▶ Exercise task: Lay out every line of the rows below as a numbered list, leaving out any blank lines.

▶ Exercise inputs:
§
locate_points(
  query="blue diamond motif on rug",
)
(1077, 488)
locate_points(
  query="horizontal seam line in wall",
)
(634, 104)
§
▶ Task response:
1. locate_points(
2.   query="blue diamond motif on rug",
3. )
4. (1077, 488)
5. locate_points(
6.   query="horizontal seam line in wall",
7. )
8. (634, 104)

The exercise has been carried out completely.